__Source passage__.

# Building a Home Server



## arges86 (Feb 16, 2016)

I have been looking into building a home server for sometime, and have a question on some parts...
Its uses will be running some form of linux (haven't decided yet between Ubtuntu server and Linux Mint and uninstall Cinnamon) as an experimental LAMP stack. It'll also run Samba to share files to a couple of Windows PCs, Plex, and a FTP server,

So, I was picking out parts and came up with this list. At about $600 its all I really play with at this time. While doing some research, i ran across Intel's Avoton SOCs which seemed much closer to my needs.

Would using something like ASRock's C2550D4I (with an Avoton C2550) instead of a full blown Xeon be more inline with the needs of a home user? That option will shave off $75 from the system price

Any thoughts on this would be appreciated.


----------



## newtekie1 (Feb 16, 2016)

I don't really see any reason why you couldn't do what you need with an i5 and a desktop motherboard.  Or heck, an i3.


----------



## alucasa (Feb 16, 2016)

How about an inexpensive NUC with a Celeron of some sort?

Or get an i3 version that comes with M.2 and a HDD slot. Add 2 tb 2.5inch HDD and load OS onto a 60gb M.2.


----------



## silentbogo (Feb 16, 2016)

That's quite a list and helluva budget for a home server project...
If you simply want to play around with linux, familiarize yourself with LAMP etc, then I'd go with this instead:
http://www.newegg.com/Product/Product.aspx?Item=N82E16813157497

...or one of the newer octa-core Intel atom C2750s.

It's not like you need to overcompensate for something 

EDIT: I've been using an ARM embedded miniPC for almost 2 years for pretty much the same purpose. It has less than 10% of the performance of that board I mentioned, but was still enough for web server, FTP and UDP proxy for IPTV.


----------



## Sasqui (Feb 16, 2016)

Have you considered a robust NAS like the Qnap TS-251 or 451 ?


----------



## arges86 (Feb 17, 2016)

I assumed it was a bit overkill, But I wanted something that wouldn't stutter with a few Plex streams going. And would last me a few years (my old server is still rocking Windows Server 2003, but it starting to show its age).

'silentbogo', According to Plex to transcode a 1080P stream they recommend a CPU with a PassMark score of at least 2000, and the Celeron J1900 gets a score of only 1876, so I was worried that something like that wouldn't be able to keep up with demande
I think I'm leaning towards something like the  Intel atom C2750s... I've had an Atom based device in the past and they were so very slow.  I guess things have changed.  Have you ever used one for a server?

'newtekie1' & 'alucasa', I was leaning towards an i3, as it does simplify some things. Something like the Core i3-4130 gets a PassMark score high enough that I shouldn't have any issues trans coding a stream or two. But, I wasn't sure if it would like being on 24/7. Any idea?

As for a NAS 'Sasqui', I need something that I can run a real operating system on and tweak/learn on.


----------



## Solaris17 (Feb 17, 2016)

__Source data__.
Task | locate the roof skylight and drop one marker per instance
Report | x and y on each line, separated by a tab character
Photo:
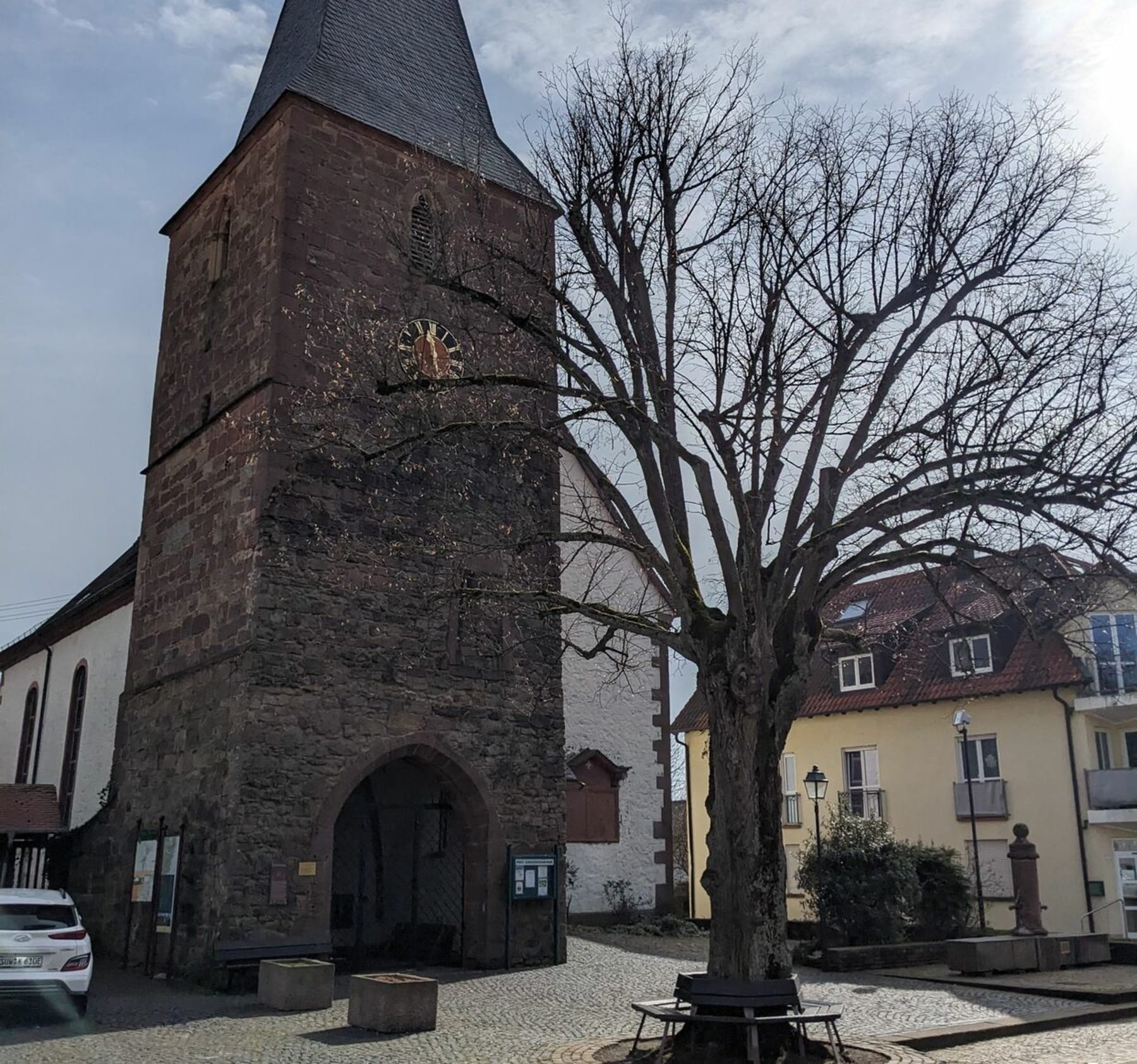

__What to do__.
**1.** From the home server thread, reproduce everything from "Its uses will" down to "would be appreciated." word for word.
**2.** Name each distinct username that heads a post in the home server thread.
The lines play no part in any of this.

__Solutions to the tasks__.
**1.**
Its uses will be running some form of linux (haven't decided yet between Ubtuntu server and Linux Mint and uninstall Cinnamon) as an experimental LAMP stack. It'll also run Samba to share files to a couple of Windows PCs, Plex, and a FTP server,

So, I was picking out parts and came up with this list. At about $600 its all I really play with at this time. While doing some research, i ran across Intel's Avoton SOCs which seemed much closer to my needs.

Would using something like ASRock's C2550D4I (with an Avoton C2550) instead of a full blown Xeon be more inline with the needs of a home user? That option will shave off $75 from the system price

Any thoughts on this would be appreciated.

**2.** arges86, newtekie1, alucasa, silentbogo, Sasqui, Solaris17